Investors showed confidence in the market last week as certain stocks hit all-time highs. This bull market comes on the back of positive news in the race to find a vaccine for Covid-19, which has been responsible for putting many countries into output crushing lockdowns. Investors are betting that the vaccine developed by Pfizer in collaboration with Germany’s BioNtech could be the key to ending the pandemic.
Investor confidence was also given a boost when it became clear that Democrat Joe Biden would become the next US President. Investors see this as a return to predictable policy-making especially in combination with a Republican controlled Senate. A Republican Senate would make it very difficult for any radical regulatory or tax changes to be enacted, giving investors more confidence.

[EXERCISE AIM] From the passage above on investor confidence, copy out verbatim the part that opens with the words containing "Investors showed confidence" and closes with "ending the pandemic.".

[SOURCE INFORMATION]
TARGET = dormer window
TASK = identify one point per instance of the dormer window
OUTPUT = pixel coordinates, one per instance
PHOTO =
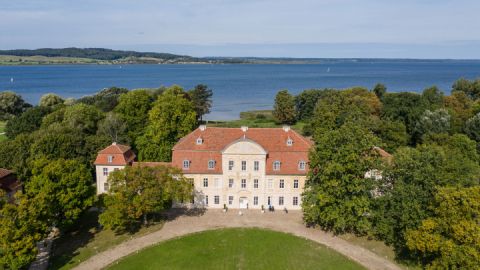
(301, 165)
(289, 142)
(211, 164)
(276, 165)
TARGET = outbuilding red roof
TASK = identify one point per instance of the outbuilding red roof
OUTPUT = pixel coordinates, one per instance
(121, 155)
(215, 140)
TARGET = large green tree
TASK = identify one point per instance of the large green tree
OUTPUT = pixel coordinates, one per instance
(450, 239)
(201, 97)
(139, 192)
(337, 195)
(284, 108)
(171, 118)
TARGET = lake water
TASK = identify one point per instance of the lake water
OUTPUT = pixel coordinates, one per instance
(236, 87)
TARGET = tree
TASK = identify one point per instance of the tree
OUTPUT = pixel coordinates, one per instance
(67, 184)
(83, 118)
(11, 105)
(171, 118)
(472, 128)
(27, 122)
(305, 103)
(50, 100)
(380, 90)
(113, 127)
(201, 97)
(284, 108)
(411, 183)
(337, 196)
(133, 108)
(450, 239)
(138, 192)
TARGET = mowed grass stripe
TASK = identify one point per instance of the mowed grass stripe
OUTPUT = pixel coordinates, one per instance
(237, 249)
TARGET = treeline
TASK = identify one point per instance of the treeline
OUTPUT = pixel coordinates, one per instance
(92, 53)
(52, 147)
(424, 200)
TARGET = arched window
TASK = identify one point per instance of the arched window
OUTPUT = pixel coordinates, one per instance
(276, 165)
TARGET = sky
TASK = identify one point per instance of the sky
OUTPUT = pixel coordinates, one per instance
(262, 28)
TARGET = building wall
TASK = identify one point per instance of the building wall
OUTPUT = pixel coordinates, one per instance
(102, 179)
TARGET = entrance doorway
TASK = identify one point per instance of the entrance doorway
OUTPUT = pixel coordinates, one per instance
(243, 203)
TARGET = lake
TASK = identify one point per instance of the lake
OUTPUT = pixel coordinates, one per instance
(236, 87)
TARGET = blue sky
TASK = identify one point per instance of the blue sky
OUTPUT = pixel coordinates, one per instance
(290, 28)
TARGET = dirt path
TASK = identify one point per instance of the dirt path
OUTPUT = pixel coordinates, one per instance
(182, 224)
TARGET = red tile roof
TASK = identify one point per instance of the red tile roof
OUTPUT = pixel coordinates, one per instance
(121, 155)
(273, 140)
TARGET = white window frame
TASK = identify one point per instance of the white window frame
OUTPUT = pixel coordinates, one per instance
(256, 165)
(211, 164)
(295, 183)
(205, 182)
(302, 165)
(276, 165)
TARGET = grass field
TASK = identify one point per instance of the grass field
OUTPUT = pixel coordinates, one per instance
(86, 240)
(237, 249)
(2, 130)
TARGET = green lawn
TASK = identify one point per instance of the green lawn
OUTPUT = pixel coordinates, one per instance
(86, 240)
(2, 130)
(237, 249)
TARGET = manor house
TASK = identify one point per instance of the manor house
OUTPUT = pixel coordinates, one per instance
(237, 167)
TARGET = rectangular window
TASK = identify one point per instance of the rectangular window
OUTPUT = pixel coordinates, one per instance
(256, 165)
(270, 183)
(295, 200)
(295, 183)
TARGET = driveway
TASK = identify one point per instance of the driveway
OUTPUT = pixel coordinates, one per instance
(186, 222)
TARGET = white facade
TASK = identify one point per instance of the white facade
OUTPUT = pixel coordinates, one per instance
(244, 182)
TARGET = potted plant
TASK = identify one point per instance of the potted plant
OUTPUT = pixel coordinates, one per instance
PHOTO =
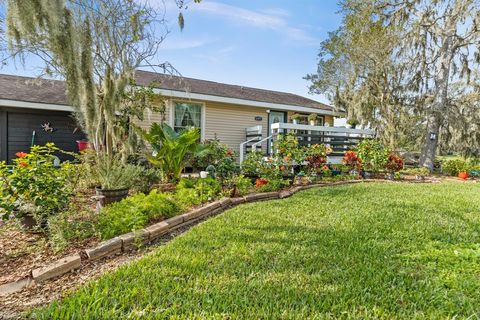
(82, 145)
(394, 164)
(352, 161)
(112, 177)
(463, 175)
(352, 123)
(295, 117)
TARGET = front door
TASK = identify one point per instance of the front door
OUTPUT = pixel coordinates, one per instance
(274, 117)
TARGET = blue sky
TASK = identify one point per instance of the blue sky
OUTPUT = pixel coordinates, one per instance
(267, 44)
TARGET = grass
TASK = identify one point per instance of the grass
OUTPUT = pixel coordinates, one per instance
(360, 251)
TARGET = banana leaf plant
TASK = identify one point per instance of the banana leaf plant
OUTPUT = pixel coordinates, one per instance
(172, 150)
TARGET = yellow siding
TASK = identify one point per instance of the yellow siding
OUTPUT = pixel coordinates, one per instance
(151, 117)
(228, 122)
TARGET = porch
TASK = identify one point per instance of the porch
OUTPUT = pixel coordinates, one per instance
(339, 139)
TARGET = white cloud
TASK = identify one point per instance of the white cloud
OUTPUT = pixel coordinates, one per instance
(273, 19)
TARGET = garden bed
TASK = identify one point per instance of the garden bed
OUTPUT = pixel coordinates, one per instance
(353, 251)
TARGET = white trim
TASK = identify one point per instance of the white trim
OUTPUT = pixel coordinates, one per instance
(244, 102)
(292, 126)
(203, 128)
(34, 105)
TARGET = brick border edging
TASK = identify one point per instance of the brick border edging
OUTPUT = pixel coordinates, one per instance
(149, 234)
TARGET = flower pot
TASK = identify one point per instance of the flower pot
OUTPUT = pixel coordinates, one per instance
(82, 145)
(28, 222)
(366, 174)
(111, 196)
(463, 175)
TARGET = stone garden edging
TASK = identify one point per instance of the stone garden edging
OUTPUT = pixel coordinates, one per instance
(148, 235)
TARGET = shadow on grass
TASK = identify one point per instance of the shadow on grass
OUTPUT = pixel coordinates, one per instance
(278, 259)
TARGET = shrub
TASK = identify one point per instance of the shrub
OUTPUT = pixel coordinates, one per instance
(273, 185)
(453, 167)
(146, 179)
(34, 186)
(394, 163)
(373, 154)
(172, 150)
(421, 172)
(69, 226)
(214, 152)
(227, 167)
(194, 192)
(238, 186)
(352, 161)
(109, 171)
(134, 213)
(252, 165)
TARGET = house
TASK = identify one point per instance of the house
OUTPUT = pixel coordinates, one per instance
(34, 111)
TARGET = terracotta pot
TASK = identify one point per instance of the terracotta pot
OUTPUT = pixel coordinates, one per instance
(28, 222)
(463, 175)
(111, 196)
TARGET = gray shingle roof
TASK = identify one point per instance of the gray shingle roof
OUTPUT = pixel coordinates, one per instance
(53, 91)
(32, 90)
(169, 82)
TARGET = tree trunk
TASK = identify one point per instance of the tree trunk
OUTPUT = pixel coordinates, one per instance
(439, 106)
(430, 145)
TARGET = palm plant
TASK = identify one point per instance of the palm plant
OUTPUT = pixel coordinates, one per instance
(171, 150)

[OUTPUT FOR THIS EXERCISE]
Investors showed confidence in the market last week as certain stocks hit all-time highs. This bull market comes on the back of positive news in the race to find a vaccine for Covid-19, which has been responsible for putting many countries into output crushing lockdowns. Investors are betting that the vaccine developed by Pfizer in collaboration with Germany’s BioNtech could be the key to ending the pandemic.